Request:
Can you turn the lines from the one containing "I'd appreciate your help finding the support" through the one containing "[158,233,182,274]", both included, into a numbered list with blank lines left out and no other lines added?

Excerpts from a detection dataset:

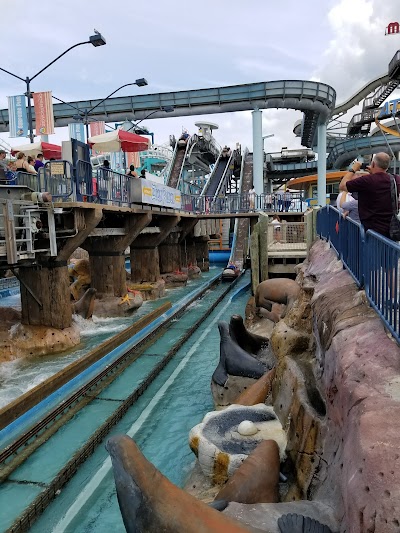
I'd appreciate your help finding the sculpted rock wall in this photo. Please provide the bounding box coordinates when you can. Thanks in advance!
[271,241,400,533]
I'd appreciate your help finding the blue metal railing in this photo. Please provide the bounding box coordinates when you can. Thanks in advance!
[39,160,74,201]
[75,159,94,202]
[7,172,40,191]
[364,231,400,336]
[96,168,130,205]
[317,205,400,343]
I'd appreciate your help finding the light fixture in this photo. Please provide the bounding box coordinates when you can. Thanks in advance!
[89,30,106,46]
[135,78,148,87]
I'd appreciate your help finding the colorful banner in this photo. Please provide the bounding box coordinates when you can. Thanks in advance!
[68,122,86,142]
[89,122,106,137]
[129,178,182,209]
[125,152,140,168]
[110,152,124,172]
[33,91,54,135]
[8,94,28,137]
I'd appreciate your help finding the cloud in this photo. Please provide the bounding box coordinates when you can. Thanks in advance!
[0,0,400,154]
[313,0,399,103]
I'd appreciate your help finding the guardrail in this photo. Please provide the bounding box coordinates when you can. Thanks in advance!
[182,193,307,214]
[7,172,40,191]
[317,205,400,344]
[97,168,130,205]
[39,160,74,201]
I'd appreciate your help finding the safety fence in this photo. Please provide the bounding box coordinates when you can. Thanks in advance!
[317,205,400,343]
[7,164,307,214]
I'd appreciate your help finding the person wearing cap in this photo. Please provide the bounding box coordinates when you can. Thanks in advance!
[0,149,8,172]
[0,150,8,185]
[33,154,44,172]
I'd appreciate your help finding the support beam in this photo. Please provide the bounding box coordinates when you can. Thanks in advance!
[252,108,264,194]
[195,237,210,272]
[317,123,326,207]
[131,246,161,283]
[19,262,72,329]
[82,213,152,296]
[158,233,182,274]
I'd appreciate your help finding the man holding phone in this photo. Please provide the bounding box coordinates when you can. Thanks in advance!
[339,152,400,239]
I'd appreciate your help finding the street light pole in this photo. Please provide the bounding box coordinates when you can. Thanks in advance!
[0,30,106,143]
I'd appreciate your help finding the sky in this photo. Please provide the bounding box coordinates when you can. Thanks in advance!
[0,0,400,152]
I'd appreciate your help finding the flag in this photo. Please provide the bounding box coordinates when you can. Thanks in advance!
[68,122,85,142]
[33,91,54,135]
[125,152,140,168]
[8,94,28,137]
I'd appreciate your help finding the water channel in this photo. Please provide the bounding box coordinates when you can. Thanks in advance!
[0,268,250,533]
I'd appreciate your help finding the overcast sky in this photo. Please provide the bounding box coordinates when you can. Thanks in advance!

Exercise response:
1. I'd appreciate your help finding the support beam in this photo. Please provide the bounding box coordinates when you can. Thanks in advance!
2. [252,108,264,194]
3. [195,237,210,272]
4. [317,123,326,207]
5. [131,246,161,283]
6. [19,262,72,329]
7. [82,213,152,296]
8. [158,233,182,274]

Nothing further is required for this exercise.